··· PAGE ···

# seviche



## Breambo (Apr 19, 2006)

This is a recipe from South America.
Onion, capsicum, garlic clove, small tomato, chilli and bunch corriander all diced. Cube two fillets into 1cm cubes or thin wafers. White fish fillets like snapper are best, fantasic with flathead, and I,ve heard it can turn rubbishy tunas into a tasy treat(although this I've havnt tried yet). The original way I was told was a generous handful of salt, but now I use a tablespoon and a bit of salt, some pepper.
Add to a bowl and cover with fresh lime or lemon juice. Place in fridge for 45 min then eat.
Over there it is a common pickme up, hangover food, general health food , fast food and fishermans food. The white juice in the bowl after eating is Tigers Milk or Tiger Juice and can be drunk straight up or with a nip of vodka or rum. You can experiment with different herbs and stuff like carrots and mangoes. Even though its raw the lime or lemon juice cooks the fish. It really does give an instant boost.
I plan to make a jar of base and take it on the kayak, catch a fish, cut it up, whack it in the jar, keep fishing, have lunch.
Hope you enjoy


----------



## YakAtak (Mar 13, 2006)

Hmm, that sounds interesting, I like sushi/sashimi, but sceptical about eating flathead raw, not sure why. I might do a small quantity and see how it goes.


----------



## Peril (Sep 5, 2005)

The recipe sounds good. The thought of filleting and skinning a fish of the size I catch (small) while on the water doesn't.


----------



## YakAtak (Mar 13, 2006)

Hmm, is it necessary to skin the fish?


----------



## Breambo (Apr 19, 2006)

YakAtak,
I think skinning is wise as is uncooked, especially a flathead ! The flatty I have used have all been caught in the ocean and have been sensational.
Make a small test portion, remember completely cover fish with juice and heaps of salt, 45-60 min in fridge, you'll be hooked after the rush you get from this food !!!


----------



## FishFinder (Apr 11, 2006)

··· LISTED RECORDS ···

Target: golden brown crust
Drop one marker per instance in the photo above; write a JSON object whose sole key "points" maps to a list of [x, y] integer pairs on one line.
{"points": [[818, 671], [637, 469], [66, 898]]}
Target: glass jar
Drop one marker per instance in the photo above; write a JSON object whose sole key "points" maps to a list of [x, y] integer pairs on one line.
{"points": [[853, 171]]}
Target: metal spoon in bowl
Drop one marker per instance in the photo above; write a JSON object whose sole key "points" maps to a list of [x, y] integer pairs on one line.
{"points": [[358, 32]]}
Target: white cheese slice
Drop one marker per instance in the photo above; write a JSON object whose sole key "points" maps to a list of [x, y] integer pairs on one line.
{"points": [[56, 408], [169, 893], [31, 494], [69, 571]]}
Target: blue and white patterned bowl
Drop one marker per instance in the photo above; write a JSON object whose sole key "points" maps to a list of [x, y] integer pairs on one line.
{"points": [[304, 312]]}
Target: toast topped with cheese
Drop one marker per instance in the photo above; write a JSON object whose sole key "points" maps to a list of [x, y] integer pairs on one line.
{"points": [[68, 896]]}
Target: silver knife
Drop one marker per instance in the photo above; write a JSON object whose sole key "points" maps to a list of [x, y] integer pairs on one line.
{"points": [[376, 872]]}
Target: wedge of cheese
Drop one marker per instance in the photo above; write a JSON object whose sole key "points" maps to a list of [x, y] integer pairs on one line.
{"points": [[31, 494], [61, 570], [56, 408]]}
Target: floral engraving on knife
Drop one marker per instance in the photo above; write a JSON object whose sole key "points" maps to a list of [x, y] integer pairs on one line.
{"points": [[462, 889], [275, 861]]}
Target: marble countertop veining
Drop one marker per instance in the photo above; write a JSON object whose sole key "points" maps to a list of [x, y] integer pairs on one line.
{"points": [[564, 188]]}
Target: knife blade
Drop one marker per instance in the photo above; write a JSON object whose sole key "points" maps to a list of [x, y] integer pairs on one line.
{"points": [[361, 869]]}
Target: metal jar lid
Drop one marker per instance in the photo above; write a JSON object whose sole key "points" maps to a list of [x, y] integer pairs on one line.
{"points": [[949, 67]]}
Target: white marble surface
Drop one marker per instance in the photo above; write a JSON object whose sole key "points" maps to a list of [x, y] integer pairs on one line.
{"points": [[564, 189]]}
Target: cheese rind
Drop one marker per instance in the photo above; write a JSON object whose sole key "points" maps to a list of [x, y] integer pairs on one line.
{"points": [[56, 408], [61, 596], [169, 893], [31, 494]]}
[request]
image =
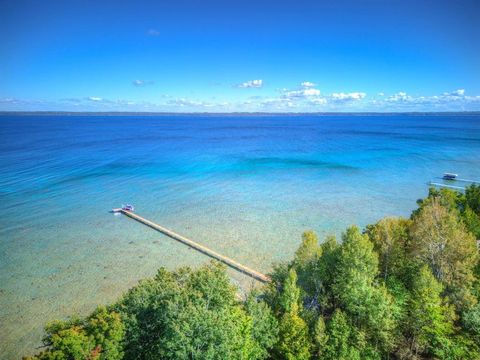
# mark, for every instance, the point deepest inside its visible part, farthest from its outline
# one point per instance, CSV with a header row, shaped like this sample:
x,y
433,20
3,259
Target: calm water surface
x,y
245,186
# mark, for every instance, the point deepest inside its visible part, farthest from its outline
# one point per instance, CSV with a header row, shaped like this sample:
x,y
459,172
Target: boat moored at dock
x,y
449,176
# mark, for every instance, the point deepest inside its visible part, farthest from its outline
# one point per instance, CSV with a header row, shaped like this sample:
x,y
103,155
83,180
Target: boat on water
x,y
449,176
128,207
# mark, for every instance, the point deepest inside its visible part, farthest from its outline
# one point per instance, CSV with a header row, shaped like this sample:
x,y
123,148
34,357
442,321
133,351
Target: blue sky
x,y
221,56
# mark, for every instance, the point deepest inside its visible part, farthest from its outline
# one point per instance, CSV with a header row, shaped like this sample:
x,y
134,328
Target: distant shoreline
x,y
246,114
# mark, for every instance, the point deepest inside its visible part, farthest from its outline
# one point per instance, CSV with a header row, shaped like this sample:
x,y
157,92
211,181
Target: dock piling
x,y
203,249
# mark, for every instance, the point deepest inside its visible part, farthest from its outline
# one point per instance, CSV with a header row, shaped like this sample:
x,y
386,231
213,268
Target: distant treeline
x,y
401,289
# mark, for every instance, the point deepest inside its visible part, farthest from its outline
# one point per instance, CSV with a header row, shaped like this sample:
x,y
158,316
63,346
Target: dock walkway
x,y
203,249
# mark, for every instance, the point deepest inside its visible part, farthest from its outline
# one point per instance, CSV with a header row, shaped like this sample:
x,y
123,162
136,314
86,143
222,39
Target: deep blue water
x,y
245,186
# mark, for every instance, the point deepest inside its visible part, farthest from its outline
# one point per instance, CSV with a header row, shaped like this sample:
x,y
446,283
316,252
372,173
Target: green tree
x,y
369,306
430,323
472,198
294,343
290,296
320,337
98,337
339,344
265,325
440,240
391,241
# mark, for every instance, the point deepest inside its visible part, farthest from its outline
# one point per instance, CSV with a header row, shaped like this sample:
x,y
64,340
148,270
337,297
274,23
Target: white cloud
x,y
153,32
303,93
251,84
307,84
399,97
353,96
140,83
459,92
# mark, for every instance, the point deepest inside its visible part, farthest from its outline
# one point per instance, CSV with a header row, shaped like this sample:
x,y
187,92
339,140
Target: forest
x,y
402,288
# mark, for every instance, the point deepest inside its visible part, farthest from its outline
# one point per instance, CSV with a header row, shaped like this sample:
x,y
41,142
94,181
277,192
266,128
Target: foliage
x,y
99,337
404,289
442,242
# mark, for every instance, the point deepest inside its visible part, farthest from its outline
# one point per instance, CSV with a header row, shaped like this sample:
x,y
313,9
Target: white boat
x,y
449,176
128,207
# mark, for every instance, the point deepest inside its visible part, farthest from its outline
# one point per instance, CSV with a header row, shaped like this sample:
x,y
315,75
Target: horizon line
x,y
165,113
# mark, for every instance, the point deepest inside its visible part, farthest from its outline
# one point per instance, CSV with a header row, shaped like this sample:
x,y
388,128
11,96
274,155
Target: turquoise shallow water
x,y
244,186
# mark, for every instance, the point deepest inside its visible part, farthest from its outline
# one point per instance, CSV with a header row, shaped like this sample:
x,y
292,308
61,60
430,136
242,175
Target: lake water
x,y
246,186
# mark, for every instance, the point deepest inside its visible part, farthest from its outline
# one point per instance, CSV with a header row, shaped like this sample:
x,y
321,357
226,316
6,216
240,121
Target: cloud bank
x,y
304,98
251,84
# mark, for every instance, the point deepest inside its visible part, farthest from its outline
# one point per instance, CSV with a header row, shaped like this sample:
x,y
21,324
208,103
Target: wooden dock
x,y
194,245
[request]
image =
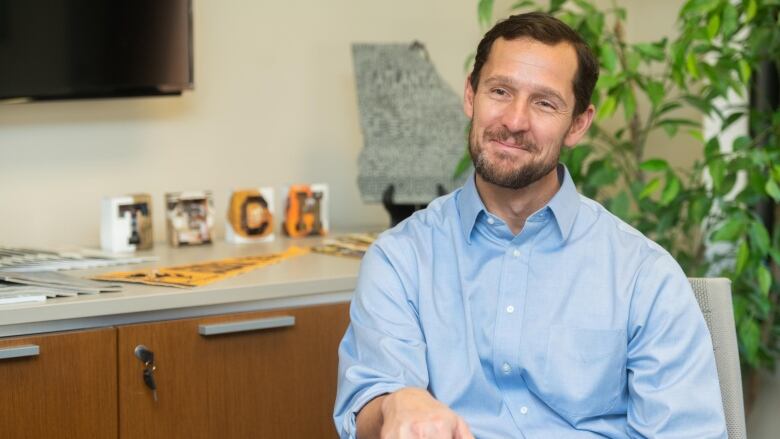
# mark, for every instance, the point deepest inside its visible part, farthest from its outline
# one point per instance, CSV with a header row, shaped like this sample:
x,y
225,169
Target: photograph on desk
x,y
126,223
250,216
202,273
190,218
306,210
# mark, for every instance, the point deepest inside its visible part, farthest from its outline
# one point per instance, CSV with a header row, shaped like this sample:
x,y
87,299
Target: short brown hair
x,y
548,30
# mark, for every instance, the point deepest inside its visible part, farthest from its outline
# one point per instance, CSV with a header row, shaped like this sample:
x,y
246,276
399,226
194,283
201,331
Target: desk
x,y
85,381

···

● **TASK LIST**:
1 – In the seviche thread, what name is given to the white juice left in the bowl after eating?
2 – Count how many lines of the records contain the string "marble". Reply with the number alone.

● **OUTPUTS BY TASK**:
1 – Tigers Milk or Tiger Juice.

2 – 2